§ **Problem set**:
a) In the Scenario overview, turn the paragraph beginning "Scenario is a must-have tool" into a short bulleted list that keeps its main facts.
b) Reproduce the Scenario overview word for word from "Scenario is a must-have" to "AI Agent Frameworks.".

§ **Supplied passage**:
☆ ☆ ☆ ☆

What is Scenario?

Scenario is an Agent Testing Framework based on simulations

Engineers and Researchers use Scenario in combination with evals to guarantee the 3 levels of agent quality:

Level 1: Unit tests
Traditional unit and integration software tests to guarantee that e.g. the agent tools are working correctly from a software point of view
Level 2: Evals, Finetuning and Prompt Optimization
Measuring the performance of individual non-deterministic components of the agent, for example maximizing RAG accuracy with evals, or approximating human preference with GRPO
Level 3: Agent Simulations
End-to-end testing of the agent in different scenarios and edge cases, guaranteeing the whole agent achieves more than the sum of its parts, simulating a wide range of situations

Scenario is a must-have tool for agent development, it allows you to change your agent prompts, tools and structure while making sure regressions don't happen, it does not require a dataset, and it's compatible with all AI Agent Frameworks.

☆ ☆ ☆ ☆

§ **Listed entries**:
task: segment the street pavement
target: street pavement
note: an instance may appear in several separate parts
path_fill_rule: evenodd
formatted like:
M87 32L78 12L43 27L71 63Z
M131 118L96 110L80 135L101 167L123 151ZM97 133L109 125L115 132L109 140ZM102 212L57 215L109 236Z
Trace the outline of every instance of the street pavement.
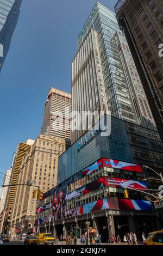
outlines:
M54 245L62 245L62 243L55 243L54 244ZM65 243L64 242L64 245L65 245ZM11 241L10 241L9 242L6 242L6 243L3 243L3 245L4 246L7 246L7 245L24 245L24 240L11 240ZM82 243L80 244L79 245L83 245ZM102 245L109 245L109 243L102 243ZM125 245L125 243L116 243L115 244L115 245Z

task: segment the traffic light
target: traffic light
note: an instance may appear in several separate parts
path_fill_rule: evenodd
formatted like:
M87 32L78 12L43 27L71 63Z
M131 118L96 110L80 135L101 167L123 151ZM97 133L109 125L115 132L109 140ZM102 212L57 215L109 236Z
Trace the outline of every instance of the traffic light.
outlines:
M36 190L35 190L33 191L33 198L35 198L36 197Z
M129 198L129 195L127 188L124 188L123 190L123 194L124 198Z
M38 193L37 193L37 200L42 200L42 196L43 196L43 192L40 190L38 190Z

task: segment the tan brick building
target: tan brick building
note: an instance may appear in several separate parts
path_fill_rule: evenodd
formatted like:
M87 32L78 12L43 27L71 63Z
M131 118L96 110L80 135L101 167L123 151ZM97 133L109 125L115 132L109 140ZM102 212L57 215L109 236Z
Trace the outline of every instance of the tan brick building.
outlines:
M66 140L40 135L23 158L18 173L18 183L30 180L46 192L56 186L58 157L65 150ZM15 227L23 227L24 232L34 228L36 198L33 192L37 188L29 186L17 187L10 221L10 234L16 235Z

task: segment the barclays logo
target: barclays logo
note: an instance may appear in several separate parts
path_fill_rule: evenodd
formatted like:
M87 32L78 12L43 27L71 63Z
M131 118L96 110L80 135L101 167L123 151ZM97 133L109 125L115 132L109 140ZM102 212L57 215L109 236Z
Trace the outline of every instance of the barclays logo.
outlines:
M84 138L82 139L81 142L79 142L78 144L78 151L80 150L80 149L85 146L86 144L90 142L92 139L93 139L95 137L98 133L101 132L101 130L94 130L92 131L91 132L89 133L88 136L85 137Z

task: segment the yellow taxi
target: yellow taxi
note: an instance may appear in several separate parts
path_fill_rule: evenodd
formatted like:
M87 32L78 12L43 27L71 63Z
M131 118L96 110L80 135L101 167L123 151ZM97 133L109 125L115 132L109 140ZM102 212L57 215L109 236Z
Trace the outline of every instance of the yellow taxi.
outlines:
M54 243L55 239L52 234L41 233L38 236L39 243L43 243L43 245L52 245Z
M163 245L163 229L149 233L144 245Z
M36 236L33 235L29 235L26 236L24 241L24 245L37 245L39 243L38 239Z

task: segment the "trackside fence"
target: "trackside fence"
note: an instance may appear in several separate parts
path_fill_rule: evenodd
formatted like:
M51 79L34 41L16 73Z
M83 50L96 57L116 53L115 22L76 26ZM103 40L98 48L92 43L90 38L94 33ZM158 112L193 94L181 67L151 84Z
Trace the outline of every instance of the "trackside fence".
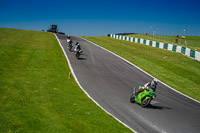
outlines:
M141 38L133 38L133 37L128 37L128 36L116 35L116 34L110 34L110 37L119 39L119 40L133 42L133 43L140 43L140 44L148 45L151 47L166 49L169 51L181 53L183 55L186 55L188 57L191 57L193 59L200 61L200 52L194 51L187 47L177 46L177 45L162 43L162 42L156 42L156 41L151 41L151 40L145 40Z

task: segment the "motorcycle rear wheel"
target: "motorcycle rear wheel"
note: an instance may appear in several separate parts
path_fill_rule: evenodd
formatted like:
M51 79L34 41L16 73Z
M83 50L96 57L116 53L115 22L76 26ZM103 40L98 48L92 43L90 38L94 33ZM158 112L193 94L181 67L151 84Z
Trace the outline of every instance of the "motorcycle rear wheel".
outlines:
M150 104L150 102L151 102L151 99L149 98L149 99L146 100L146 97L145 97L145 98L142 100L141 106L142 106L143 108L145 108L145 107L147 107L147 106Z
M133 93L130 97L130 102L134 103L135 102L135 93Z

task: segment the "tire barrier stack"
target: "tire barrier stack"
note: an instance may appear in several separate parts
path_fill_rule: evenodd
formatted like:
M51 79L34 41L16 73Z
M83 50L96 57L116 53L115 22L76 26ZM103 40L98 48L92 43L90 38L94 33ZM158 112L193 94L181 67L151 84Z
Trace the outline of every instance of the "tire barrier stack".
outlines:
M144 44L144 45L148 45L152 47L166 49L169 51L181 53L183 55L186 55L188 57L191 57L193 59L200 61L200 52L194 51L187 47L177 46L177 45L168 44L168 43L161 43L161 42L156 42L156 41L150 41L150 40L145 40L141 38L133 38L133 37L128 37L128 36L116 35L116 34L110 34L110 37L119 39L119 40L125 40L125 41L129 41L133 43L140 43L140 44Z

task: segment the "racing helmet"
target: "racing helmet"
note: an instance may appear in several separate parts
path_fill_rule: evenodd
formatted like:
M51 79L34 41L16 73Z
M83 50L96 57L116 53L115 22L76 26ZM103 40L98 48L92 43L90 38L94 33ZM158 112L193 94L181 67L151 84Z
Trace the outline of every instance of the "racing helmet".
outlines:
M156 78L153 79L153 81L151 82L151 84L154 86L154 85L157 85L158 83L158 80Z

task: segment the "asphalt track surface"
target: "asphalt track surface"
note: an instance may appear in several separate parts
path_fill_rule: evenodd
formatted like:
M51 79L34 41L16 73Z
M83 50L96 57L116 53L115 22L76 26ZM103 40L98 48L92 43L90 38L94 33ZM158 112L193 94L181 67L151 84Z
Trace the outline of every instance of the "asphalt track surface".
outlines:
M107 112L139 133L200 132L200 103L158 83L157 97L148 108L129 102L133 87L152 77L94 44L72 37L83 54L69 52L66 36L57 35L84 90Z

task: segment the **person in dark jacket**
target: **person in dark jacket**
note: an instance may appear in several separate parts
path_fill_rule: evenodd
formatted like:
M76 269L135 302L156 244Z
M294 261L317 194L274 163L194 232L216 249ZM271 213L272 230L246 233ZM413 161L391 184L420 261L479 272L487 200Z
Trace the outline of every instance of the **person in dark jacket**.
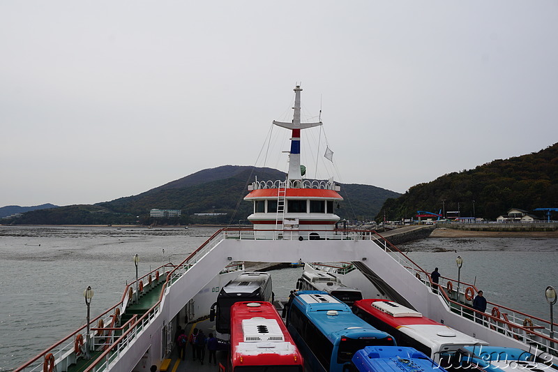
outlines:
M197 330L197 336L196 336L194 342L196 346L196 354L197 355L196 357L203 364L204 358L205 357L205 344L207 343L207 338L202 329Z
M430 274L430 278L432 278L432 282L434 283L434 290L436 293L438 292L438 282L440 280L440 273L438 272L438 268L436 267L434 271Z
M486 299L483 297L483 291L479 290L476 297L473 299L473 308L482 313L486 311ZM480 313L475 313L475 320L477 323L483 323L483 315Z
M196 354L197 354L197 348L194 343L194 339L197 336L197 328L194 328L194 331L190 335L190 345L192 346L192 360L196 359Z
M208 363L211 364L211 359L213 361L213 365L217 365L217 347L218 341L217 338L213 337L213 334L210 333L209 336L207 338L207 350L209 351L209 360Z

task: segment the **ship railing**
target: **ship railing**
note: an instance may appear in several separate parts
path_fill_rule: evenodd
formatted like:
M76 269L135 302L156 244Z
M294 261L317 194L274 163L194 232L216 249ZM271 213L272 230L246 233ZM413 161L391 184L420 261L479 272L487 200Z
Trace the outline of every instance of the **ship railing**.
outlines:
M224 239L241 240L375 240L378 236L370 230L254 230L251 228L227 228L220 230ZM217 242L218 243L218 241Z
M108 310L105 311L100 315L92 318L89 322L89 349L91 352L99 351L101 348L107 347L107 341L114 339L115 333L118 331L123 331L127 327L130 329L137 327L133 322L128 321L125 325L120 327L115 327L116 324L120 321L121 314L126 312L126 309L128 306L133 304L134 302L137 301L137 299L144 292L149 290L151 286L155 286L159 283L154 279L156 277L159 277L157 274L158 272L168 271L173 266L171 264L162 265L157 269L146 274L143 276L138 278L137 282L133 281L130 284L126 285L124 293L121 297L121 300L116 304L110 307ZM149 277L151 277L151 281L149 281ZM163 280L164 276L160 276L159 281ZM143 286L143 291L140 293L137 292L137 289L140 287L140 282L145 281L146 285ZM137 285L136 285L137 283ZM153 307L157 307L158 302ZM156 311L158 311L158 308ZM96 324L97 327L95 327ZM108 327L104 327L107 325ZM102 327L99 327L102 325ZM47 349L41 352L39 355L36 355L31 359L29 360L27 363L17 367L14 372L20 371L40 371L43 369L44 361L45 357L49 354L52 354L55 359L57 369L67 371L68 367L73 364L75 364L76 360L79 358L83 358L85 353L85 342L87 339L87 325L84 325L78 328L76 331L54 343ZM100 335L104 335L101 337ZM80 335L80 336L78 336ZM77 342L76 339L78 337L82 337L83 344ZM101 338L104 338L104 342L100 342ZM115 341L116 342L116 341ZM76 345L77 346L76 346ZM76 352L76 350L78 352ZM96 361L91 361L91 364L94 365Z
M534 354L542 352L558 356L558 339L555 338L556 332L552 335L554 337L550 337L549 321L490 302L488 302L485 313L474 309L473 299L478 292L474 285L444 276L439 278L437 285L434 283L429 273L387 239L378 235L380 238L375 240L376 244L429 287L432 292L439 294L452 312L522 342ZM553 323L554 329L557 327L558 325Z
M285 180L276 181L256 181L252 182L248 190L260 190L262 188L280 188L281 182ZM320 190L339 191L339 186L333 181L324 181L318 179L303 179L291 181L292 184L288 185L289 188L318 188Z

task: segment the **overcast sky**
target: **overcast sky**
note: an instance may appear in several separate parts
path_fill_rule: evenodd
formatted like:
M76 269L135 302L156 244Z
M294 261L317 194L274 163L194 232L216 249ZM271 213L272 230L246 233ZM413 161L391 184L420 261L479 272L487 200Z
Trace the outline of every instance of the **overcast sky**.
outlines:
M404 193L538 151L557 20L556 0L0 1L0 207L262 165L297 82L342 183Z

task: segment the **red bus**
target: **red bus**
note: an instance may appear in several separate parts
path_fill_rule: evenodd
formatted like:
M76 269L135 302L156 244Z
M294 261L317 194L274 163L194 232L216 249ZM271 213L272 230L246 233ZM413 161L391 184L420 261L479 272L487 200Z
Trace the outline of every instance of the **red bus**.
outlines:
M301 372L303 361L282 319L270 302L231 306L232 372Z

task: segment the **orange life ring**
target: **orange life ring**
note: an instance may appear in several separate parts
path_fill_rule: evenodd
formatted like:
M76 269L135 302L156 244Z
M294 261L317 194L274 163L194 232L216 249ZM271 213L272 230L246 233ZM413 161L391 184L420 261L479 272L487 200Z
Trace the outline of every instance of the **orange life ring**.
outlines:
M473 290L473 287L467 287L465 290L465 298L467 301L473 299L473 293L474 293Z
M83 335L82 334L77 334L77 336L75 336L75 342L74 342L74 352L75 352L76 355L79 355L82 353L82 347L83 346Z
M52 352L45 355L45 362L43 363L43 372L52 372L54 370L54 356Z
M105 322L103 320L103 319L99 319L99 322L97 323L97 328L105 328ZM99 329L97 331L97 336L103 336L104 333L104 330L102 331Z
M497 307L492 308L492 316L495 318L500 318L500 309Z

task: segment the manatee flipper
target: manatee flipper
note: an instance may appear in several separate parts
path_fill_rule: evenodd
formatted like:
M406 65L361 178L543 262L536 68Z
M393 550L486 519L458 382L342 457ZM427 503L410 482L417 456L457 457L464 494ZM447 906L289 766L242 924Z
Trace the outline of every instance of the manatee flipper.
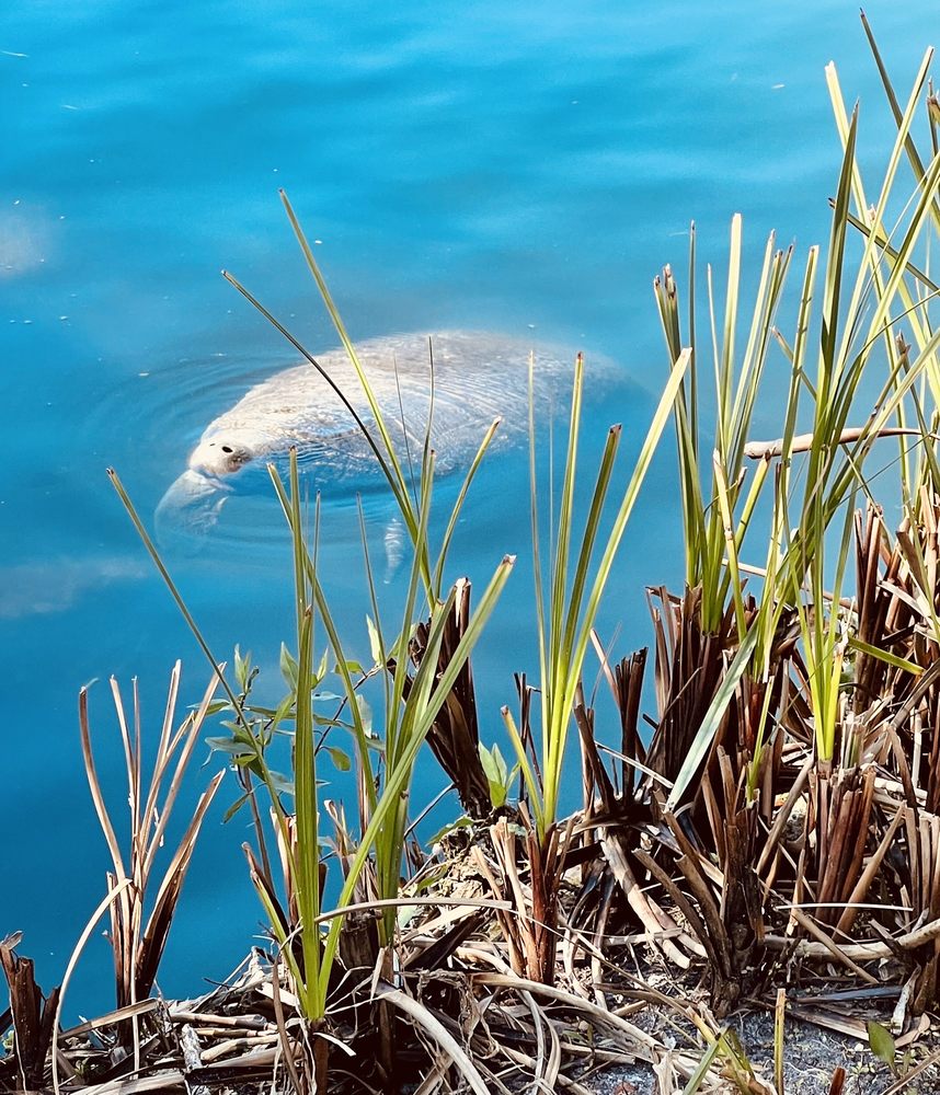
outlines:
M153 515L158 541L173 542L181 529L207 533L218 523L231 493L232 488L217 479L192 469L183 472L160 499Z

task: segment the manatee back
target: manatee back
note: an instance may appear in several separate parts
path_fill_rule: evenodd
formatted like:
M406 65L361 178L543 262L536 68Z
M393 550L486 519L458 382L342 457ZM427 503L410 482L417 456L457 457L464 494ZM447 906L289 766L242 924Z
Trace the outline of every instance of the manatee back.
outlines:
M485 332L449 331L370 338L356 345L392 443L401 459L420 459L428 415L437 468L467 466L494 418L494 449L527 434L529 356L535 355L537 417L566 417L574 351L532 345ZM375 417L345 349L317 355L333 383L371 431ZM432 367L433 362L433 367ZM617 377L606 359L588 359L591 383ZM375 456L349 410L309 362L278 372L253 388L217 418L204 440L229 430L250 431L260 458L277 459L297 446L305 464L323 481L353 481L377 471Z

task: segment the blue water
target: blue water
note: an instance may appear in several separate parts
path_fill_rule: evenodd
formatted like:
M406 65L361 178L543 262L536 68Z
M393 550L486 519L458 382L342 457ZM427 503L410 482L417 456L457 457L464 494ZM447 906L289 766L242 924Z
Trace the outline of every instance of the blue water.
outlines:
M905 90L933 13L925 0L869 8ZM118 469L149 519L245 378L294 360L220 267L311 348L334 344L277 188L320 241L354 337L532 335L607 354L652 391L665 366L651 279L665 262L684 269L691 218L700 254L719 263L736 210L752 268L772 228L801 249L825 242L839 160L830 58L847 99L861 99L863 160L875 164L891 126L849 2L3 5L0 935L25 932L44 983L60 977L107 867L78 688L100 679L99 763L121 814L106 678L129 695L139 677L151 734L176 657L186 703L207 679L104 469ZM598 435L622 419L635 451L649 408L638 394L593 410L589 426ZM607 635L619 625L620 653L645 639L643 584L680 580L667 457L668 447L603 621ZM488 738L512 701L511 671L535 669L519 664L531 656L521 463L489 471L456 549L478 579L503 552L520 554L478 661ZM270 507L260 520L274 527L276 516ZM331 546L325 515L330 587L365 659L358 556L339 523ZM267 680L289 638L283 561L267 528L241 549L172 561L219 656L240 642ZM218 766L194 773L190 792ZM435 780L423 769L419 789ZM226 783L205 827L164 959L171 994L223 977L257 929L245 826L220 823L234 794ZM108 1006L107 961L96 934L69 1011Z

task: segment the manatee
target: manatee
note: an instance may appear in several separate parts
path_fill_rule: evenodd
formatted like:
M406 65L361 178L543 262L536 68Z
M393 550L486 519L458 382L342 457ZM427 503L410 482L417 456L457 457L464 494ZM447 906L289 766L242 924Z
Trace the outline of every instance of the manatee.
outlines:
M472 331L431 337L399 334L356 346L399 459L416 469L431 407L431 445L439 475L466 471L494 418L492 450L524 443L528 436L529 356L535 356L535 408L540 420L566 417L574 351ZM343 348L314 355L318 364L374 431L356 371ZM616 383L609 361L592 358L594 383ZM186 471L157 509L158 533L203 533L216 523L226 499L251 489L252 469L283 462L296 447L314 489L326 500L353 497L383 482L375 453L348 407L309 362L277 372L253 387L231 410L209 423L190 454Z

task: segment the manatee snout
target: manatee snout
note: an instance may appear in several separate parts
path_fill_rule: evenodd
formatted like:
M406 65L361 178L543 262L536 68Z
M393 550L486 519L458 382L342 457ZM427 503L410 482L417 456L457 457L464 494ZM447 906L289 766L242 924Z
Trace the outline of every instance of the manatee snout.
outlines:
M254 460L254 450L234 434L203 438L190 453L190 471L202 475L232 475Z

☆ ☆ ☆ ☆

§ **Solved problems**:
a)
- Scenario is a must-have tool for agent development.
- You can change agent prompts, tools and structure while making sure regressions don't happen.
- It needs no dataset.
- It works with all AI Agent Frameworks.

b)
Scenario is a must-have tool for agent development, it allows you to change your agent prompts, tools and structure while making sure regressions don't happen, it does not require a dataset, and it's compatible with all AI Agent Frameworks.